Supplied information ->
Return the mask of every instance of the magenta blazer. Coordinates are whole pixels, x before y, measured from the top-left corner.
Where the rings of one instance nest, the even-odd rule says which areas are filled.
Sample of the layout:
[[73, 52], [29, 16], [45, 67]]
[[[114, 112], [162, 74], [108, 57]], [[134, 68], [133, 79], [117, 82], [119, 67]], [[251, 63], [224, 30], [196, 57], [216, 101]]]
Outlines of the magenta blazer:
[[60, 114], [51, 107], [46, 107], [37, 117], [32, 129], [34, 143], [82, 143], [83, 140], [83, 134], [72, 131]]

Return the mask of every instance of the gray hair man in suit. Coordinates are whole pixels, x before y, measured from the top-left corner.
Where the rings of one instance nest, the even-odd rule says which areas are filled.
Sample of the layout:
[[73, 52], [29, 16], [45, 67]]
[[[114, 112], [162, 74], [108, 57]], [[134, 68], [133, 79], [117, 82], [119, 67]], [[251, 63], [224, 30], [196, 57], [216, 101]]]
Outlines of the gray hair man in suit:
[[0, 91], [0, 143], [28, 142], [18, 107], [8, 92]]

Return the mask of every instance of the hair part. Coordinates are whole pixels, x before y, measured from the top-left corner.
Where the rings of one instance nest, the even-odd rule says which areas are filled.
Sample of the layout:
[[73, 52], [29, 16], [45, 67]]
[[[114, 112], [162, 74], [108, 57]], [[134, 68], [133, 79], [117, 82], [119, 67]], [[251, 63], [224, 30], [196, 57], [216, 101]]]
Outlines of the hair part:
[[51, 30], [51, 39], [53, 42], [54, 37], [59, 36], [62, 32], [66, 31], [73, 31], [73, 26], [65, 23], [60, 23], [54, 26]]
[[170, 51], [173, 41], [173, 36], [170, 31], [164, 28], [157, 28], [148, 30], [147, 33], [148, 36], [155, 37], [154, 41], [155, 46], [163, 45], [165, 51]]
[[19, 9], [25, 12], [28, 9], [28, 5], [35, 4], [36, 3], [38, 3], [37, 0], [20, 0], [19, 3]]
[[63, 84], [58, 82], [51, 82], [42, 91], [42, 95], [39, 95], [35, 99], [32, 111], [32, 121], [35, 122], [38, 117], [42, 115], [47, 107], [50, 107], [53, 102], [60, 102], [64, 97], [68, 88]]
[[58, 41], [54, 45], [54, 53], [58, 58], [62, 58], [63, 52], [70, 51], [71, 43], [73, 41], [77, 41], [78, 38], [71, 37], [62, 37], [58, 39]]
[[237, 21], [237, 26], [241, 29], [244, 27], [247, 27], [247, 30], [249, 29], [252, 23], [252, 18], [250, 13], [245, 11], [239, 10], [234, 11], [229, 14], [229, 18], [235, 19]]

Task instructions -> Swap "blazer" for "jacket" throughout the stretch from the start of the listing through the line containing "Outlines of the magenta", and return only that stretch with everything else unchanged.

The completed task ->
Return the mask of every instance of the magenta jacket. Coordinates are whole pixels, x before y, measured from the top-left corner.
Where the rings of one instance nest, the even-odd rule says which areas are filled.
Sample of the layout:
[[73, 52], [29, 16], [45, 67]]
[[[114, 112], [162, 74], [108, 57]], [[134, 68], [133, 79], [117, 82], [119, 67]], [[251, 63], [224, 30], [196, 57], [216, 101]]]
Outlines of the magenta jacket:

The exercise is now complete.